• [The request]: Rewrite the records from the line with "the yellow oil" through the line with "left=14, top=186, right=560, bottom=606", swapping "bounding box" for "bounding rectangle" and leaving everything else unchanged. Return only those lines.

Stored items
★ ★ ★ ★ ★ ★ ★
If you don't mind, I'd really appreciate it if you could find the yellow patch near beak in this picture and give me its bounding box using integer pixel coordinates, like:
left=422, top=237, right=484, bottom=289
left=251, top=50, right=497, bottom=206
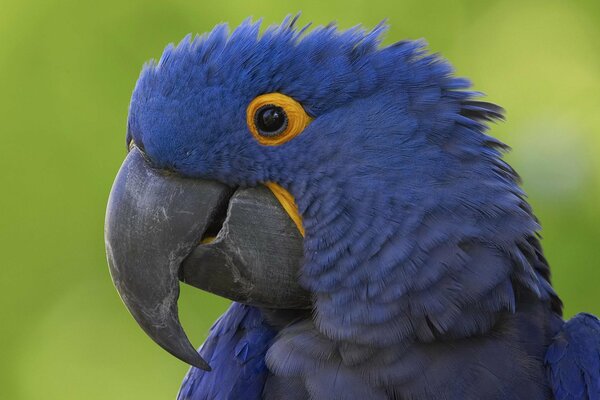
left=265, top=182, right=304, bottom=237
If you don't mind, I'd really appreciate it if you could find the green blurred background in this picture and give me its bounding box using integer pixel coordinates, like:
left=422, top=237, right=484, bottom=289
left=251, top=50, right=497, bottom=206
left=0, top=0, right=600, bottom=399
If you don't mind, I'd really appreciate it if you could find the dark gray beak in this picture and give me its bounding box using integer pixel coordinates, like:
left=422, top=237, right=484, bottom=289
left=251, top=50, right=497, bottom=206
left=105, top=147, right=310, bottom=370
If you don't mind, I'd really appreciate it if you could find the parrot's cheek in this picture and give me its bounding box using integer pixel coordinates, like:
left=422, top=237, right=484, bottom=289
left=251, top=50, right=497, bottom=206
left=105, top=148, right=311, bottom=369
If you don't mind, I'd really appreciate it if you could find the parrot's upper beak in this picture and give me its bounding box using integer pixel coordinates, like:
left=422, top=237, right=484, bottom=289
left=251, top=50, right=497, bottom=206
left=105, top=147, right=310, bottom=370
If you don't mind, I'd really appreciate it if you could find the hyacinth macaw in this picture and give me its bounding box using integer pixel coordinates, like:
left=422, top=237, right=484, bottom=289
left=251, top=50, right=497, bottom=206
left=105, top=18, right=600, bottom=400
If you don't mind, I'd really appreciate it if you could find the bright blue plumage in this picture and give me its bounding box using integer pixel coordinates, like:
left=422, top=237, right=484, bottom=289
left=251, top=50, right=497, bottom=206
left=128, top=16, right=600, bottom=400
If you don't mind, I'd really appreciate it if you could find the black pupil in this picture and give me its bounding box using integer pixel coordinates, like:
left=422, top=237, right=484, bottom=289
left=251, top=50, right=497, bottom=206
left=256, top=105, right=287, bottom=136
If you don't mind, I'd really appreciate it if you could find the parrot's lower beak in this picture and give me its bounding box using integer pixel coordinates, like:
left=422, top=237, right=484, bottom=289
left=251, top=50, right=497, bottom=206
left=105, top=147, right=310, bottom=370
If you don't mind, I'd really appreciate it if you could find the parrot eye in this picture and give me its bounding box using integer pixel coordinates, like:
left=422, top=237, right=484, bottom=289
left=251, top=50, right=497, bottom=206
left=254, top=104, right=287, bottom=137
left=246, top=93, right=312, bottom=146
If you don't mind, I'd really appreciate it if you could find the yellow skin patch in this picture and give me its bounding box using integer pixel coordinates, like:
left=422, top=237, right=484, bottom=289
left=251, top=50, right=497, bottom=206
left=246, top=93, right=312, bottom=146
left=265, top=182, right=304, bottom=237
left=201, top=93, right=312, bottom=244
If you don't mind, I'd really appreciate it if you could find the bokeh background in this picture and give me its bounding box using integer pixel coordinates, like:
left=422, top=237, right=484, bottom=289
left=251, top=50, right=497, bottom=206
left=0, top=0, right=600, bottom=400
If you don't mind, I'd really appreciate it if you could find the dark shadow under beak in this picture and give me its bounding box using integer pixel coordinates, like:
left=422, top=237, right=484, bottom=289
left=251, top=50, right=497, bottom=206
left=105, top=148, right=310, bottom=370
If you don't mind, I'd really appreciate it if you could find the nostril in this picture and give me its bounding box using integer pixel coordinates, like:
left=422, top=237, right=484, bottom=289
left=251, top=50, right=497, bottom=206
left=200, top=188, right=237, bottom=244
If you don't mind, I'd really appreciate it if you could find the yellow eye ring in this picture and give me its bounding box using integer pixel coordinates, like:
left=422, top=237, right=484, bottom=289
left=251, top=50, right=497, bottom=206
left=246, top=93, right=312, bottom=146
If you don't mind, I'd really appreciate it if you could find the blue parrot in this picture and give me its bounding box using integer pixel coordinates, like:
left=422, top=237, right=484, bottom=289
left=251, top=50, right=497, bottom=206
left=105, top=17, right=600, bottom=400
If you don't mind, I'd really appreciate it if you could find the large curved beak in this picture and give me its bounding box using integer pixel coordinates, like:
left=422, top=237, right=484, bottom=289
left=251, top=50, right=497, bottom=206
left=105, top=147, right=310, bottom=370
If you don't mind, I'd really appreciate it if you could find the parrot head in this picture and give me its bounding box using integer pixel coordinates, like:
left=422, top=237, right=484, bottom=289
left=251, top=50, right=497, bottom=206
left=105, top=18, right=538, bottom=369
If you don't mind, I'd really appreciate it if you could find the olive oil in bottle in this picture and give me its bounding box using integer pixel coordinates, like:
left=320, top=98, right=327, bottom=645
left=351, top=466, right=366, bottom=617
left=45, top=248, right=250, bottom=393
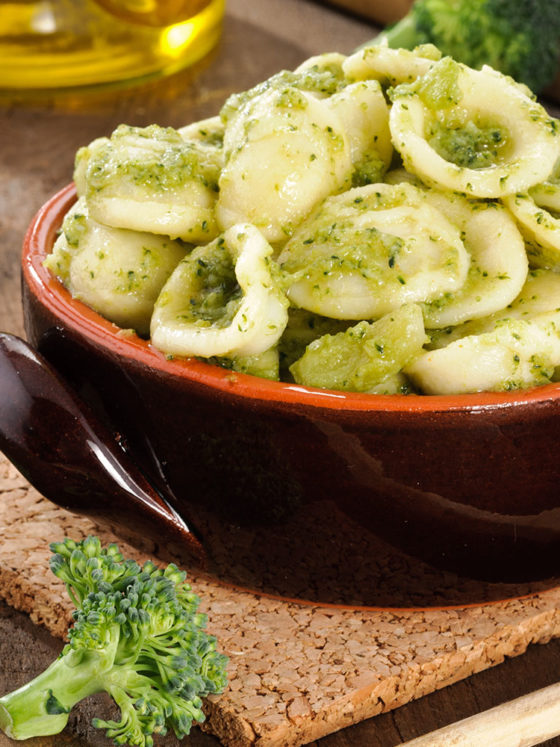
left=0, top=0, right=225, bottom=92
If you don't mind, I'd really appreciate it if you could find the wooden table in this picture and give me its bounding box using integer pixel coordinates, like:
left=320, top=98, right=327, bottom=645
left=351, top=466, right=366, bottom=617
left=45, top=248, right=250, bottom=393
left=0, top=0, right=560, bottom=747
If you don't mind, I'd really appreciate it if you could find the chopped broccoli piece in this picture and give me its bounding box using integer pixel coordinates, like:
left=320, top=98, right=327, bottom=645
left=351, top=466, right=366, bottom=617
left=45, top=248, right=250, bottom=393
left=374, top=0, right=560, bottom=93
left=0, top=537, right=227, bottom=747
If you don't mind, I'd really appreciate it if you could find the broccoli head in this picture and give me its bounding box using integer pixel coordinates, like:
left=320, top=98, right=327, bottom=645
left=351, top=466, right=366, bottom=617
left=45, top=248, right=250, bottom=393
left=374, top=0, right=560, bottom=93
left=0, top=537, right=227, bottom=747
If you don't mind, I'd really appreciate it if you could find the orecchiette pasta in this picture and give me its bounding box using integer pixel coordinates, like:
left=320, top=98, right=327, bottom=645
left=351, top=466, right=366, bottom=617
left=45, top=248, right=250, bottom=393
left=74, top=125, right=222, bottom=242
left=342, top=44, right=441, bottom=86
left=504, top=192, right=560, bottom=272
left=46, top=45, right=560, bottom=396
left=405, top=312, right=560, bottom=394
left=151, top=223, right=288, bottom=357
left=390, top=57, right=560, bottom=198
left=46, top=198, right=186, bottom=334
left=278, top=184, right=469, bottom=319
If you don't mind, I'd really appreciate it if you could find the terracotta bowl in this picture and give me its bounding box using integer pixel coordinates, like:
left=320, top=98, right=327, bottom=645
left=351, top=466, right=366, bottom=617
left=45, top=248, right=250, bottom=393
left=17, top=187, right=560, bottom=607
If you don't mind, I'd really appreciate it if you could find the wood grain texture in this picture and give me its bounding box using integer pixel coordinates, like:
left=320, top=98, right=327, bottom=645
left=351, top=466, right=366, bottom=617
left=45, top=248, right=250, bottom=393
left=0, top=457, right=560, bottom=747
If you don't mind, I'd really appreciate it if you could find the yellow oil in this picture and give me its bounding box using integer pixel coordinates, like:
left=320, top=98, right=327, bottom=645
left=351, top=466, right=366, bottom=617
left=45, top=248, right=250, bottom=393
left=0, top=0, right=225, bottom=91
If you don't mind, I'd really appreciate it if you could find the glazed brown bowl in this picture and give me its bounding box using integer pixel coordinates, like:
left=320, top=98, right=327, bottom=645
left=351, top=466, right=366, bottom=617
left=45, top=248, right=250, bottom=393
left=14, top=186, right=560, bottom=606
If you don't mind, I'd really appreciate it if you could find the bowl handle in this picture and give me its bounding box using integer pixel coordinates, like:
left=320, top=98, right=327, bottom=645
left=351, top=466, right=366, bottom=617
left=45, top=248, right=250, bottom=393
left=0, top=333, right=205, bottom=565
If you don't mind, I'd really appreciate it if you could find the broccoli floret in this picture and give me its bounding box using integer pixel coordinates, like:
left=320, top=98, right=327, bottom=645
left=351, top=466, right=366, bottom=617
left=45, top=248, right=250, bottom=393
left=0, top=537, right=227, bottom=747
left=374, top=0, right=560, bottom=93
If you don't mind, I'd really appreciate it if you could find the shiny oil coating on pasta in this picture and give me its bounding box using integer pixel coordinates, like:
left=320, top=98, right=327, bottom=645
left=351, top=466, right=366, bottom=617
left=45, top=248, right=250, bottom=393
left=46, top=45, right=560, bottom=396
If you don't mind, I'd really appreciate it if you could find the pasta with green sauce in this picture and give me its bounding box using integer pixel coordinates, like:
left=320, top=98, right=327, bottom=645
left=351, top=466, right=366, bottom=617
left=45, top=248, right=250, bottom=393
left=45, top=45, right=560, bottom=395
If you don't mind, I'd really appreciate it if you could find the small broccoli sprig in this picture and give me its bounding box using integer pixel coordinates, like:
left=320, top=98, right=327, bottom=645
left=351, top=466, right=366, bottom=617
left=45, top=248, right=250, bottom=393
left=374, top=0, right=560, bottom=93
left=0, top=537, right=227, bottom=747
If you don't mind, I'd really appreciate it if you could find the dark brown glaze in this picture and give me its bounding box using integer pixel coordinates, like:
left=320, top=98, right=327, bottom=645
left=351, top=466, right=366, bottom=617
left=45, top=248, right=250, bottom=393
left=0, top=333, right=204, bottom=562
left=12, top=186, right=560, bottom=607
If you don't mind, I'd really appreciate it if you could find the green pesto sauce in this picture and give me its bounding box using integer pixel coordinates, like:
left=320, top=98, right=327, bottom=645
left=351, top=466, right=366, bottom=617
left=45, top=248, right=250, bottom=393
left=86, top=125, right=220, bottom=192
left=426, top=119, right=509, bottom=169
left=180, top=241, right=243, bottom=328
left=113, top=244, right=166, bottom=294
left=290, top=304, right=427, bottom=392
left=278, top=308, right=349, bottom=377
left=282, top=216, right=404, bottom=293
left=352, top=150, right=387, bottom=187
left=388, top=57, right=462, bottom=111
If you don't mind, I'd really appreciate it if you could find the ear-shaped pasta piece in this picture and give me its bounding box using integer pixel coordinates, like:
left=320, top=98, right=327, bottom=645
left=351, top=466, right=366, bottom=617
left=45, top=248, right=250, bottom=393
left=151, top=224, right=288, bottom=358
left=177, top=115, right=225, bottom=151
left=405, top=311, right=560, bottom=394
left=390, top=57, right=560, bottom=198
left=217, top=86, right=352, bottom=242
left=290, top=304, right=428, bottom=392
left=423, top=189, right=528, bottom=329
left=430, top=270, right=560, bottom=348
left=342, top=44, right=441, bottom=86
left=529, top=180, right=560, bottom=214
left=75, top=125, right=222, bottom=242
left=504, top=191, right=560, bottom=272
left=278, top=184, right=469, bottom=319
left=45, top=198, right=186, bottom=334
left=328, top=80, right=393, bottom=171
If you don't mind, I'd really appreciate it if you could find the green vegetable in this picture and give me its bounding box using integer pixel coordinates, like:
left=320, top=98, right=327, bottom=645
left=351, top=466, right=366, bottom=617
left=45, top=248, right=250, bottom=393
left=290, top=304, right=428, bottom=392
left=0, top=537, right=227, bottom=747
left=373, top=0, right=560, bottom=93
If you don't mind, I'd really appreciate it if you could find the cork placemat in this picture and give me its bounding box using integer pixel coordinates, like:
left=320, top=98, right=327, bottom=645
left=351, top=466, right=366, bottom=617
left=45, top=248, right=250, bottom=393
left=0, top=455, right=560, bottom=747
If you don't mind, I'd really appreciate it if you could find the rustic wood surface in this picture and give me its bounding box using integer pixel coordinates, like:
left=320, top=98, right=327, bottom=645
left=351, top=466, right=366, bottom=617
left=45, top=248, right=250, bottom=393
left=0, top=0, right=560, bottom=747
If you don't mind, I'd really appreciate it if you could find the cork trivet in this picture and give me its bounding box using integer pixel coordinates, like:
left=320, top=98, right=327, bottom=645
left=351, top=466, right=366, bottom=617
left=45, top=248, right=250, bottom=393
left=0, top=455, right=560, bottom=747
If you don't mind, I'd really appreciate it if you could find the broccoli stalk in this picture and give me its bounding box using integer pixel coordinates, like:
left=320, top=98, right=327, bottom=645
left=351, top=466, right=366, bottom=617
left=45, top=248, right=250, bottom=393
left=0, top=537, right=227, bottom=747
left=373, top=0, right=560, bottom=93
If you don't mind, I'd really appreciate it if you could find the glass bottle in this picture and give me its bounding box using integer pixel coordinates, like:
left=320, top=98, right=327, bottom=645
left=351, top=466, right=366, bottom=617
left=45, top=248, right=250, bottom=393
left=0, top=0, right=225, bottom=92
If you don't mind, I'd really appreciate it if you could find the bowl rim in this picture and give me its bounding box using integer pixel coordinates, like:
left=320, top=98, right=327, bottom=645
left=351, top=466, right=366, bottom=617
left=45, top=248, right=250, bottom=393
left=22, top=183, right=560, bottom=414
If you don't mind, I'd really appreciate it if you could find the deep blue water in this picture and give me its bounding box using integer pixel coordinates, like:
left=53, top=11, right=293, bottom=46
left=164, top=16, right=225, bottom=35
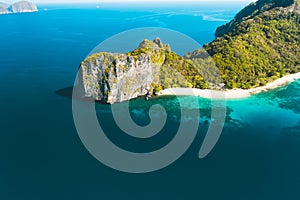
★ ★ ★ ★ ★ ★ ★
• [Solution]:
If you don't mind, I'd really appreciate it if you could find the yellow oil in this picture and give me its bounding rectangle using integer pixel coordinates, like:
left=320, top=98, right=327, bottom=645
left=351, top=466, right=366, bottom=617
left=45, top=248, right=250, bottom=393
left=0, top=0, right=225, bottom=91
If you don't mind, I'd really appreciate it if you could find the glazed brown bowl in this picture and give me its bounding rectangle using integer pixel coordinates, like:
left=320, top=98, right=327, bottom=645
left=351, top=466, right=366, bottom=617
left=45, top=248, right=250, bottom=393
left=14, top=186, right=560, bottom=606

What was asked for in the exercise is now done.